Answer these questions using the forum thread about engine bay cleaning:
(a) How long did Mouse spend drying out the car after water got into the spark plugs?
(b) In which engine does akhan48 say the spark plugs are already covered?
(c) Which engine cleaner was natjag planning to use?

▶ DOCUMENT TEXT
###
No problem guys, I get most of my detailing advice from here, so the least I could do to give something back is share my results!


----------



## Neil_M (Apr 5, 2007)

akhan48 said:


> No problem guys, I get most of my detailing advice from here, so the least I could do to give something back is share my results!


That is what its all about mate!


----------



## Mouse (Oct 31, 2006)

I wasn't sure when doing mine so covered up all electrics/sensors that I could see and it was ok - I did get water in my spark plugs which buggered the car up for a while, spent about 2 hours drying it out so make sure they are well covered


----------



## akhan48 (Nov 25, 2007)

On my car, the spark plugs are covered anyway, so that wasn't an issue, but in other cars they might not be covered as well as in the 2.0 iVTEC.


----------



## natjag (Dec 14, 2008)

curro said:


> A word of caution !! I have valeted cars for a used car dealer for years, mainly crap auction
> buy's. They usually want the engine bay cleaning, and in my experience be very carefull with Renault, Honda, *Rover* engines,they hate water. Many of these that we have done have ended up with wrecked ECU's costing mega bucks to repair. I just wont touch them anymore. Hope this helps.


I was looking to give my engine a clean to make it look more presentable. I have a diesel Rover, one that mentioned here could suffer if I used a hose. I think I know which part the ECU is. Would I be ok covering with clingfilm or something to stop any water getting. And perhaps using an old sponge to wipe away rather than a hose. 
I was also gonna use AG engine cleaner, if someone can suggest something better please do. I don't think its been cleaned since new (1999). I'm not after a spotless show presentable finish, just to look cleaner.


----------



## MaDMaXX (Jun 18, 2008)

That's the intake manifold and it's a rough cast alloy. Yes, metal cleaner should be fine on it.


----------
###
Excerpts of location labeling data:
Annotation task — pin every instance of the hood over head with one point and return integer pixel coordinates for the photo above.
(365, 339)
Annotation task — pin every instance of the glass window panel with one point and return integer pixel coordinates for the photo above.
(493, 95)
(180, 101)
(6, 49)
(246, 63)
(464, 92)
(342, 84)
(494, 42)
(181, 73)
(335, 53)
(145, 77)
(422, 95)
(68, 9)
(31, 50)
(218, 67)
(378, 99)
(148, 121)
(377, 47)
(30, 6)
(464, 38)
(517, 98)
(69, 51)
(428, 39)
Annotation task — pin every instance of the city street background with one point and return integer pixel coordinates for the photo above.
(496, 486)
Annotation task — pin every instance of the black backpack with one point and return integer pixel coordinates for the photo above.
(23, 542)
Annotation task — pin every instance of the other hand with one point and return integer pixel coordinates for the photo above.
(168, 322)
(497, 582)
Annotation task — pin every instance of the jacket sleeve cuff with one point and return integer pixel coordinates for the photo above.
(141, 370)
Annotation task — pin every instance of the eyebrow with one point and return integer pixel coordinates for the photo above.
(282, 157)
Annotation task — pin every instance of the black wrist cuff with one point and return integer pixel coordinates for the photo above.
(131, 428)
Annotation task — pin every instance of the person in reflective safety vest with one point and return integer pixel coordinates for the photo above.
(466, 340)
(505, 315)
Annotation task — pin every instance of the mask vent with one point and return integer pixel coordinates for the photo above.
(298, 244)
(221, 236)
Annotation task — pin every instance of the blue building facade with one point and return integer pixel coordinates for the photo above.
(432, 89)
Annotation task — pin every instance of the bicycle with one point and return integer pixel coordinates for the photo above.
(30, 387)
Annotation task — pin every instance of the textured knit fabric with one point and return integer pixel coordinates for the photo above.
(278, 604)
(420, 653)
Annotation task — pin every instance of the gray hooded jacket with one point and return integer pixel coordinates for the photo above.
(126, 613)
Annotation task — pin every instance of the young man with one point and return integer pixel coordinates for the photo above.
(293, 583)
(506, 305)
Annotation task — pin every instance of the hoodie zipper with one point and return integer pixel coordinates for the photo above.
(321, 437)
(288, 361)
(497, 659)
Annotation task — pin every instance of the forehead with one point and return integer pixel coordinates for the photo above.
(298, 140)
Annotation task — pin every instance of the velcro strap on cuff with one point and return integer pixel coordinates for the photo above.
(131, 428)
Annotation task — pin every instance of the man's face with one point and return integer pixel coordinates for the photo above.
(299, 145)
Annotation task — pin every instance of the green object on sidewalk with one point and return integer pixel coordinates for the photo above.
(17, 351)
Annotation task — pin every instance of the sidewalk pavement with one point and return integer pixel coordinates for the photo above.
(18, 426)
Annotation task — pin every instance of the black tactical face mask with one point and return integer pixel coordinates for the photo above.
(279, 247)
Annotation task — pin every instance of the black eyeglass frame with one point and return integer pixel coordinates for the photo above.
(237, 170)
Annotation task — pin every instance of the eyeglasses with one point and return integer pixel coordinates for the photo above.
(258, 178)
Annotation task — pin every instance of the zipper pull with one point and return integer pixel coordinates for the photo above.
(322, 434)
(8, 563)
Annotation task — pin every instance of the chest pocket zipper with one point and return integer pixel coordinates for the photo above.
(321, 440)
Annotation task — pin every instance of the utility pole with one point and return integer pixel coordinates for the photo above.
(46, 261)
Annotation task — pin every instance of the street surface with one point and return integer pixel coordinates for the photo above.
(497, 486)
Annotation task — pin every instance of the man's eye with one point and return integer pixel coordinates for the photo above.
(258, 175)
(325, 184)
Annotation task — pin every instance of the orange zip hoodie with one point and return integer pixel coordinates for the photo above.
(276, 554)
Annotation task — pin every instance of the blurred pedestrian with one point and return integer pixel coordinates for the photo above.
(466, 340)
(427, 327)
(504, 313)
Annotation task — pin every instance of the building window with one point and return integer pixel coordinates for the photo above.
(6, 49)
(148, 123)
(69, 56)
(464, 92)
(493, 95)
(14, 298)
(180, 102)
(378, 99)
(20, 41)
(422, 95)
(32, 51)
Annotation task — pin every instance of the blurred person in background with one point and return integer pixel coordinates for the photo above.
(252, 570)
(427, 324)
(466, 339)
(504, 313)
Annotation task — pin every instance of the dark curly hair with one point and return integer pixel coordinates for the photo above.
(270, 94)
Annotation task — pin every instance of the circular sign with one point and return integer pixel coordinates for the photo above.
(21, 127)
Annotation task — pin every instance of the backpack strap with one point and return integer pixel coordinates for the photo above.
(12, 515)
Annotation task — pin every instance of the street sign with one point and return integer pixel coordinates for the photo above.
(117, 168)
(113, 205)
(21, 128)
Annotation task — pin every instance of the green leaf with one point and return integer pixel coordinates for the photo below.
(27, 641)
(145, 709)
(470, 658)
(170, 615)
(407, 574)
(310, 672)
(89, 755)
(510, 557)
###
▶ WRITTEN RESPONSE
(a) About 2 hours.
(b) The 2.0 iVTEC.
(c) AG engine cleaner.